_Суть задания_
Выведите без изменений строки материала ниже, начиная со строки с «As a warehouse robot's perception module, locate fallen» и заканчивая строкой с «255,56,330,113», включая обе. Изображения в ответ не включайте.

_Исходные данные_

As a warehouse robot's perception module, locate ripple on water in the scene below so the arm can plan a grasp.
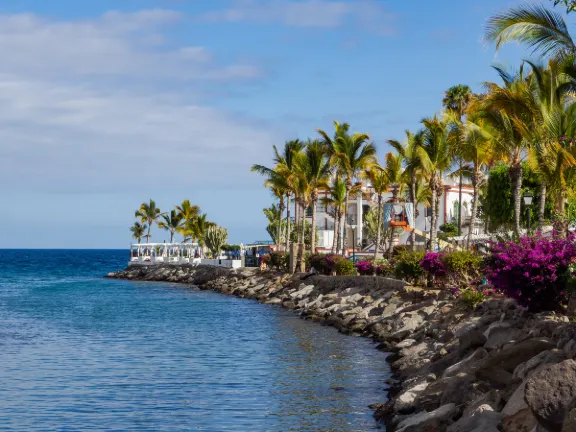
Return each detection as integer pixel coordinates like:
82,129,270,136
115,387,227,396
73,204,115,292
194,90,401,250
0,251,389,432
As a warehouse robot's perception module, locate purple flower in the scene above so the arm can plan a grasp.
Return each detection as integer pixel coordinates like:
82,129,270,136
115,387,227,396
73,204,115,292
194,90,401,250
486,236,576,311
420,252,446,277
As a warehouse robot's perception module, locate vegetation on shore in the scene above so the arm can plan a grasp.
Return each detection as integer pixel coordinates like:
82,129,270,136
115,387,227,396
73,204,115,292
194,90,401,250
252,0,576,311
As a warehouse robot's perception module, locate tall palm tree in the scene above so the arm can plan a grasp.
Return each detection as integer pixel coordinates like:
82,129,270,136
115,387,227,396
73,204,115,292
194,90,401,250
364,165,390,259
384,152,405,258
318,122,377,254
442,84,472,235
252,165,291,248
455,103,494,249
386,131,424,250
417,116,451,249
251,140,304,250
299,140,331,253
134,199,162,241
263,202,284,245
176,200,200,240
158,210,183,243
130,222,148,243
322,176,347,253
479,66,535,236
484,5,576,60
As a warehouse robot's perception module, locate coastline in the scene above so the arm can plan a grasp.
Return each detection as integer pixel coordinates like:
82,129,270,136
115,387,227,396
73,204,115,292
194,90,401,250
107,265,576,432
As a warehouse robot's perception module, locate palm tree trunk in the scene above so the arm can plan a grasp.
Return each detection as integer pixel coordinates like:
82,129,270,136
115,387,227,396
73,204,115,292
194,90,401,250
342,186,350,256
331,209,338,254
374,194,382,259
276,198,284,250
466,173,479,249
538,182,546,233
300,205,306,273
286,193,290,252
460,162,462,236
410,174,417,251
310,196,317,254
510,163,522,237
428,185,438,251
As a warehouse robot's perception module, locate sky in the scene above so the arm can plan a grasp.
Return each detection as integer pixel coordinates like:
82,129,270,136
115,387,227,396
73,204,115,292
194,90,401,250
0,0,561,248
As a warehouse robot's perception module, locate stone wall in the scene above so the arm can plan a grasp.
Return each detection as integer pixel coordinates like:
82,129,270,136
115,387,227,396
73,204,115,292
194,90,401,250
108,266,576,432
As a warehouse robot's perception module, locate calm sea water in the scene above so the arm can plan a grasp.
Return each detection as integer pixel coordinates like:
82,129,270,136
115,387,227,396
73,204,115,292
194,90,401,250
0,250,389,432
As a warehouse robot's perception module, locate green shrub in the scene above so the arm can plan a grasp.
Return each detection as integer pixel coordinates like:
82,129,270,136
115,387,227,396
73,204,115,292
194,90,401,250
442,251,483,277
394,250,425,283
270,252,286,270
459,287,486,309
282,252,290,270
335,259,357,276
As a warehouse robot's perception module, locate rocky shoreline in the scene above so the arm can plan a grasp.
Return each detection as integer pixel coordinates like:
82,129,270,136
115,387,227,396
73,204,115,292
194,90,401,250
107,265,576,432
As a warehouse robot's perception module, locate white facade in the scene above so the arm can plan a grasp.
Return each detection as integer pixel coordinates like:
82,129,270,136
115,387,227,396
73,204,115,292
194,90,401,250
307,178,480,252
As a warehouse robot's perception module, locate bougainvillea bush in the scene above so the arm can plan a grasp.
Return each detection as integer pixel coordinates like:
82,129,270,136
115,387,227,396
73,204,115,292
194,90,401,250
308,254,346,276
485,235,576,312
420,252,446,277
356,261,374,276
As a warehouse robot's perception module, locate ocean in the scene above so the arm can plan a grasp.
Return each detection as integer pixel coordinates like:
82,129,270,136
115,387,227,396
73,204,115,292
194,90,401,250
0,250,390,432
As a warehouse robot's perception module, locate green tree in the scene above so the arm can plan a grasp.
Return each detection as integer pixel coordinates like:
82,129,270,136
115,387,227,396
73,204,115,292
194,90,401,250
318,122,377,254
387,131,423,250
252,140,304,250
130,222,148,243
134,199,162,242
298,140,331,253
484,1,576,59
204,225,228,259
442,84,472,235
552,0,576,13
454,102,494,248
364,165,390,259
262,204,286,245
158,210,182,243
417,116,451,248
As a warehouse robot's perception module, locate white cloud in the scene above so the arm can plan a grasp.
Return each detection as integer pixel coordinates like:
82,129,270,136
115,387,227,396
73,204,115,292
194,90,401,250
202,0,395,35
0,10,273,193
0,10,258,80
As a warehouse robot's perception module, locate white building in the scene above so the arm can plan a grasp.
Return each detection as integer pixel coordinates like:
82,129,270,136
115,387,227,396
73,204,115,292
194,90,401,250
307,178,482,252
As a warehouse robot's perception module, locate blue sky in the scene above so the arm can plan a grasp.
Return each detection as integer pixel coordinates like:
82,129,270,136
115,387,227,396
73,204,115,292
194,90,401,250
0,0,560,248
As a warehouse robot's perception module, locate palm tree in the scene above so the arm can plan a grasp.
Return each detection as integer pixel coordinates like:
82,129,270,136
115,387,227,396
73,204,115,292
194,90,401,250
384,152,405,258
455,103,494,249
364,165,390,259
194,213,217,247
176,200,200,221
521,59,576,230
322,176,347,253
251,140,304,250
484,5,576,60
252,165,291,251
479,66,535,236
442,84,472,235
134,199,162,241
318,122,377,254
158,210,183,243
387,131,424,250
262,202,284,245
417,116,450,249
299,140,331,253
130,222,148,243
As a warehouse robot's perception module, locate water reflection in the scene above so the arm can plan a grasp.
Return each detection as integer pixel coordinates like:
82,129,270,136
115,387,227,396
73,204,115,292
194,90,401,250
0,251,388,432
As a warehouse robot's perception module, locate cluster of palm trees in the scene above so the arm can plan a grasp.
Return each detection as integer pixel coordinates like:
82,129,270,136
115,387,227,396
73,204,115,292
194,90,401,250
130,199,216,246
252,5,576,256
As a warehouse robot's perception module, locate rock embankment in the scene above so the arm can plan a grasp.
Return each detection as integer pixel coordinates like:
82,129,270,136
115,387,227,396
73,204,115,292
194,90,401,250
108,266,576,432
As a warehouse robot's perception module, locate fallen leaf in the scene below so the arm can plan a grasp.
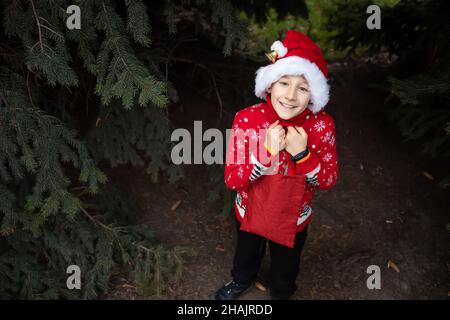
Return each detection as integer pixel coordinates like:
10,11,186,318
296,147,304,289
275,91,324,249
423,171,434,180
388,260,400,273
255,281,267,292
170,200,181,211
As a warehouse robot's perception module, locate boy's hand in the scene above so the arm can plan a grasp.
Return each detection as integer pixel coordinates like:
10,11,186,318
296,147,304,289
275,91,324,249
286,127,308,156
264,120,286,156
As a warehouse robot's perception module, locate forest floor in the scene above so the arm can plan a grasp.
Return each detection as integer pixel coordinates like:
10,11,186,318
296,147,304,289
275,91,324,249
110,58,450,299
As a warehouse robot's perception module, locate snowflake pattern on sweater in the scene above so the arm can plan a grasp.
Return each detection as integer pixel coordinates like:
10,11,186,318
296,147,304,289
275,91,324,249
224,103,338,231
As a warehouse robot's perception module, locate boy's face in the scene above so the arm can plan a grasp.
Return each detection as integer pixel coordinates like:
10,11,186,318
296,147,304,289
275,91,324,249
268,76,311,120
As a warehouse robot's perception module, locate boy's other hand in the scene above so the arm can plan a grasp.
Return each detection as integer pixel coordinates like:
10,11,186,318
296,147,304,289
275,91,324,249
264,120,286,156
286,127,308,156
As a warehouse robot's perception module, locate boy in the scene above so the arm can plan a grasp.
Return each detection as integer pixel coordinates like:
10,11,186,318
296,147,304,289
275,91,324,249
214,30,338,300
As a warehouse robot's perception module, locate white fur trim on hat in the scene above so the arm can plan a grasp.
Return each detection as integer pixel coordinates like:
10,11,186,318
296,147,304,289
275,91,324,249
270,40,287,58
255,56,330,113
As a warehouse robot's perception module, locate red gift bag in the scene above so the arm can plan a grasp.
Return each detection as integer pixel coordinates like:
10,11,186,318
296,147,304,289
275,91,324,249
240,174,306,248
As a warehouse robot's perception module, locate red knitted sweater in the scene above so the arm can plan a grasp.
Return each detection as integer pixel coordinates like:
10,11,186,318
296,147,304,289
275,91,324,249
224,102,338,232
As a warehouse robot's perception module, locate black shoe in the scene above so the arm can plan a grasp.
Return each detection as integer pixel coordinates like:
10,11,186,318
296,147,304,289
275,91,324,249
213,280,252,300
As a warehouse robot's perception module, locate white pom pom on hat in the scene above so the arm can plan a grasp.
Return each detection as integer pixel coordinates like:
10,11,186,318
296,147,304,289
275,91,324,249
255,30,330,113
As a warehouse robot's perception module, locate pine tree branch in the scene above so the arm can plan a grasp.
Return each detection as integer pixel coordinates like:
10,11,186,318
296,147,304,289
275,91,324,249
30,0,44,51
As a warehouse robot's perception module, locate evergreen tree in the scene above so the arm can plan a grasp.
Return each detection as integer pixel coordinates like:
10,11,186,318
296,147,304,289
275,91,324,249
0,0,244,298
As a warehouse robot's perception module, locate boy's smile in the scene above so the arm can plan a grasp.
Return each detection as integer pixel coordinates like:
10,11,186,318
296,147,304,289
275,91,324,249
268,76,311,120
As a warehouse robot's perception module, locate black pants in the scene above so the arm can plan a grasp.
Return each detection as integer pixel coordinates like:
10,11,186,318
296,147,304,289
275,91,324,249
231,220,308,299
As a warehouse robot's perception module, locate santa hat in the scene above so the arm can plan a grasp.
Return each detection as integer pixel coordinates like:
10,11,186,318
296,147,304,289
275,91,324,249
255,30,330,113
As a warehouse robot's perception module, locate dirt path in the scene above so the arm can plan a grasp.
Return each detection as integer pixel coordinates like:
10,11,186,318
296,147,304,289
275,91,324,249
108,63,450,299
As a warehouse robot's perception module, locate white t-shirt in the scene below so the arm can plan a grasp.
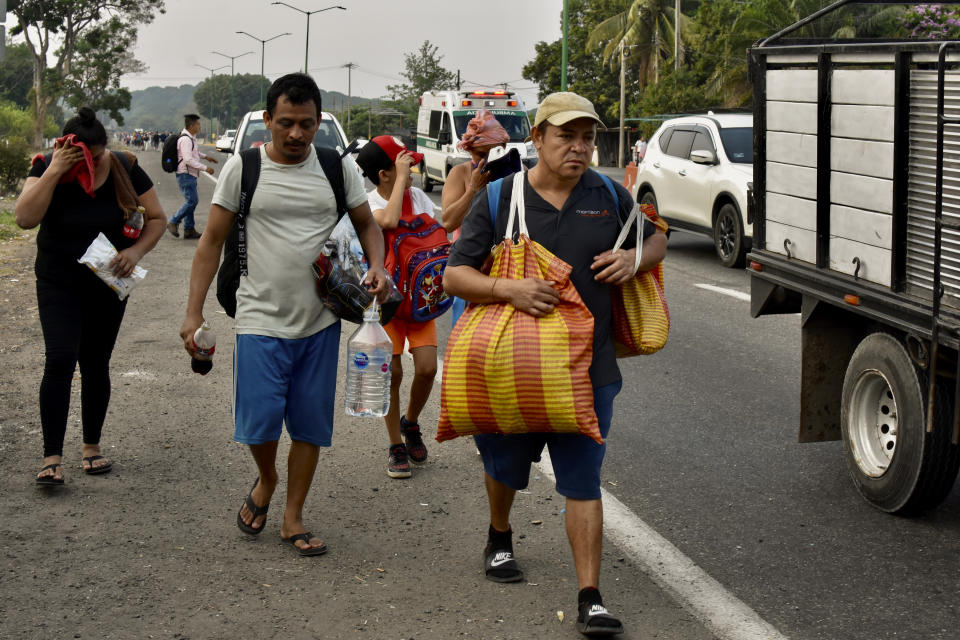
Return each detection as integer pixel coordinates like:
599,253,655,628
213,145,367,339
367,187,437,219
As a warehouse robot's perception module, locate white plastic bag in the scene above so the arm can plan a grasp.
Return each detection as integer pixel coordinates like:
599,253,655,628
77,233,147,300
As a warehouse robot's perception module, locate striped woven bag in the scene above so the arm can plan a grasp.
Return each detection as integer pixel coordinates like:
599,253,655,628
437,172,603,443
611,204,670,358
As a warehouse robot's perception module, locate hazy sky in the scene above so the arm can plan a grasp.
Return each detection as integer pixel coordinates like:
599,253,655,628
118,0,563,108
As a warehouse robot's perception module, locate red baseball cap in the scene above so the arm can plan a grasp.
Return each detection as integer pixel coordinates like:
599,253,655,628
357,136,423,176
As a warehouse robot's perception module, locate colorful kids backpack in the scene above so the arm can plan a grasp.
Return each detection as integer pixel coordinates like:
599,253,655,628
383,190,453,322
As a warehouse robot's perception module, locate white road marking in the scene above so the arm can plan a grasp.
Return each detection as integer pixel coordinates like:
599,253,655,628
537,450,786,640
693,284,750,302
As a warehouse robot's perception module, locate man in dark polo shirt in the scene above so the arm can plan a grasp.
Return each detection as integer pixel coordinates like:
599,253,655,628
444,92,667,636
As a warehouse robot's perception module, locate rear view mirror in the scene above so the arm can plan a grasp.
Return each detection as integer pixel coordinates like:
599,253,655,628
690,149,717,164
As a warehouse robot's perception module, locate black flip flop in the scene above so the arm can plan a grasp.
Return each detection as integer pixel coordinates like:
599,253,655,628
81,456,113,476
577,602,623,638
281,531,327,556
37,462,63,487
237,476,270,536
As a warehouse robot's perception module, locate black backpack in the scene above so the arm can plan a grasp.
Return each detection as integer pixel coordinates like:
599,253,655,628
160,133,190,173
217,145,347,318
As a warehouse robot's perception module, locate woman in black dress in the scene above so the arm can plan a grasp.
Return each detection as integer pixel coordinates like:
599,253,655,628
15,108,167,485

_Полный ответ_
As a warehouse robot's perception module, locate fallen leaf in the scene below so the arm can plan a grasp.
Return each detection as integer pixel coordinates like:
10,11,186,318
296,147,304,289
275,91,324,249
423,171,434,180
388,260,400,273
255,281,267,292
170,200,181,211
As a warehouse robot's perception module, locate boy's hand in the scene above so the arm can plan a grasp.
Return each detection as integer pixel coordinates like:
10,11,186,318
296,147,304,289
275,91,324,249
286,127,308,156
264,120,286,156
As a warehouse robot's perception module, locate forest floor in the scene above so the arm can plan a grasp.
Return each detection as integer pixel coordinates like:
10,11,186,318
296,147,304,289
275,91,324,249
110,58,450,299
As a warehouse robot's perception module, locate snowflake pattern on sweater in the scene above so the arm can plan a grasp.
Return each detection as integer pixel coordinates like:
10,11,186,318
296,147,304,289
275,91,324,249
224,103,338,231
As a warehouse robot's perception module, locate boy's face in the scene above so the arm can plan a grasp.
Return each detection as integer pixel coordinates like:
10,11,186,318
296,147,304,289
275,91,324,249
268,76,311,120
As a warehouse robot's perception module, locate boy's other hand in the scene above so the arm can plan a grasp.
Return each detection as integer pixel coordinates like:
10,11,186,318
296,147,304,289
275,91,324,249
264,120,286,156
286,127,308,156
As a warehouse robot's perception module, locate boy in the scene above so the arm can plan a grasp.
Return each detection as integer pixel coordinates like:
10,11,186,318
296,147,304,289
275,91,324,249
214,30,338,300
As a warehouse robot's perception module, locate white fur trim on hat in the scene above so the arm can plan a grasp.
Return each detection as integer pixel coordinates like:
10,11,186,318
296,147,304,289
275,91,324,249
270,40,287,58
255,56,330,113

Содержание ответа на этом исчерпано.